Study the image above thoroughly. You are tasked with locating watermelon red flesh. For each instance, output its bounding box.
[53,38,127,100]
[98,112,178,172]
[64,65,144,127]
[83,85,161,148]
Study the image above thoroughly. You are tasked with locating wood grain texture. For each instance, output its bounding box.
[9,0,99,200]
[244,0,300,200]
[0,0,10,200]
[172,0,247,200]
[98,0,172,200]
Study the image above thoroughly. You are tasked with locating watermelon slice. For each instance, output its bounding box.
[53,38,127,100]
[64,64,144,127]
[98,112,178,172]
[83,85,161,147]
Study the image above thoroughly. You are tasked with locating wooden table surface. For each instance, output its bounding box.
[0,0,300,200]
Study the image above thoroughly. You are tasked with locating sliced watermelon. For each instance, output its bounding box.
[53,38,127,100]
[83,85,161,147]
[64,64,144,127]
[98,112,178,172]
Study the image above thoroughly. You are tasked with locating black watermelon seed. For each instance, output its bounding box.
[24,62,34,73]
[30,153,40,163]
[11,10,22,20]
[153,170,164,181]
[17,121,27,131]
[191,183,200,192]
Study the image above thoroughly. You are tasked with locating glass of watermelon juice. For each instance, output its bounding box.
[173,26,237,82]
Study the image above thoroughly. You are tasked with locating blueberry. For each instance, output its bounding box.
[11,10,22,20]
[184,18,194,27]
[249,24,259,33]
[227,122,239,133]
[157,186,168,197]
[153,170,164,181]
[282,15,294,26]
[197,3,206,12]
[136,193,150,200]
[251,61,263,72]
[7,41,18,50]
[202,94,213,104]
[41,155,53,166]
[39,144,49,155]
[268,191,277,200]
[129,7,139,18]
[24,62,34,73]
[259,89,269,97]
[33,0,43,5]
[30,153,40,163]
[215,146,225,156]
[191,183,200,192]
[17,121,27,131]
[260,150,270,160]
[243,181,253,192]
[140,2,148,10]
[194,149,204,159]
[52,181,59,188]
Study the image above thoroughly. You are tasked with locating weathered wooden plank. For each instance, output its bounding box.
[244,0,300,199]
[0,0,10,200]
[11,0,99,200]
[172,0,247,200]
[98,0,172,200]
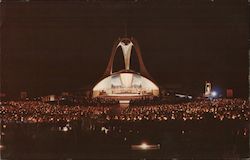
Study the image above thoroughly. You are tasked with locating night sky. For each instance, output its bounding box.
[0,0,249,97]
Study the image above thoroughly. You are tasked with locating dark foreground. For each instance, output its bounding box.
[1,119,249,159]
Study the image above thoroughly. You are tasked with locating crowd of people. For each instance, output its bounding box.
[0,99,250,123]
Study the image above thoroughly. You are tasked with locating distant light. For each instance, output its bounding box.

_TASK OBJECTIVE_. Exclude the pictures. Write out the remaining data exactly.

_WRITTEN RESPONSE_.
Study the image above thoroughly. You are tasked with locating watermelon red flesh. For each instance, output its bounding box.
[53,38,127,100]
[98,112,178,172]
[64,65,144,127]
[83,85,161,148]
Study the image above thoroughly. You are tasked with locating wood grain texture. For each instance, output its bounding box.
[9,0,99,200]
[244,0,300,200]
[0,0,10,200]
[172,0,247,200]
[98,0,172,200]
Study the image above thoroughly. You are tasked with locating watermelon slice. For each instance, output its bounding box.
[53,38,127,100]
[64,64,144,127]
[98,112,178,172]
[83,85,161,147]
Study the image above thoroughly. You are tasked with locating wooden table surface. For each instance, output its bounding box.
[0,0,300,200]
Study the image above thoroughly. You are tasked with locating sliced watermelon. For each instance, output its bounding box.
[53,38,127,100]
[83,85,161,147]
[64,64,144,127]
[98,112,178,172]
Study the image above thoroughly. You are tasked with locating black watermelon seed. For each instance, output its bounding box.
[24,62,34,73]
[30,153,40,163]
[11,10,22,20]
[153,170,164,181]
[17,121,27,131]
[191,183,200,192]
Study the image above thoroughly. You are tasked with locating glass of watermelon juice. For each instance, output its bounding box.
[173,26,237,82]
Study the image above thoroughly. You are tasked with locating blueberry. For each instance, output its bounding box.
[11,10,22,20]
[184,18,194,27]
[249,24,259,33]
[227,122,239,133]
[157,186,168,197]
[153,170,164,181]
[282,15,294,26]
[197,3,206,12]
[136,193,150,200]
[251,61,263,72]
[7,41,18,50]
[202,94,213,104]
[41,155,53,166]
[39,144,49,155]
[268,191,277,200]
[129,7,139,18]
[24,62,34,73]
[259,89,269,97]
[33,0,43,5]
[30,153,40,163]
[215,146,225,156]
[191,183,200,192]
[17,121,27,131]
[260,150,270,160]
[243,181,253,192]
[140,2,148,10]
[194,149,204,159]
[52,181,59,188]
Study the image above thoroughly. You are tasked with locating weathered wooden plank. For each instance, output its bounding box.
[244,0,300,199]
[0,0,10,200]
[11,0,99,200]
[172,0,247,200]
[98,0,172,200]
Study the image above thoroughly. You are tasked with locating night sky. For each instance, output its bounding box.
[0,0,249,97]
Study the image above thoroughly. You are tasked with locating dark foreground. For each instance, output its bounding box.
[1,119,249,159]
Study the image above thoroughly. You are tasked with locating crowd of people. For each instance, output its bounding box.
[0,99,250,123]
Study the image above thoroughly. You are tasked with locating distant light. For each instance, output its bounding box.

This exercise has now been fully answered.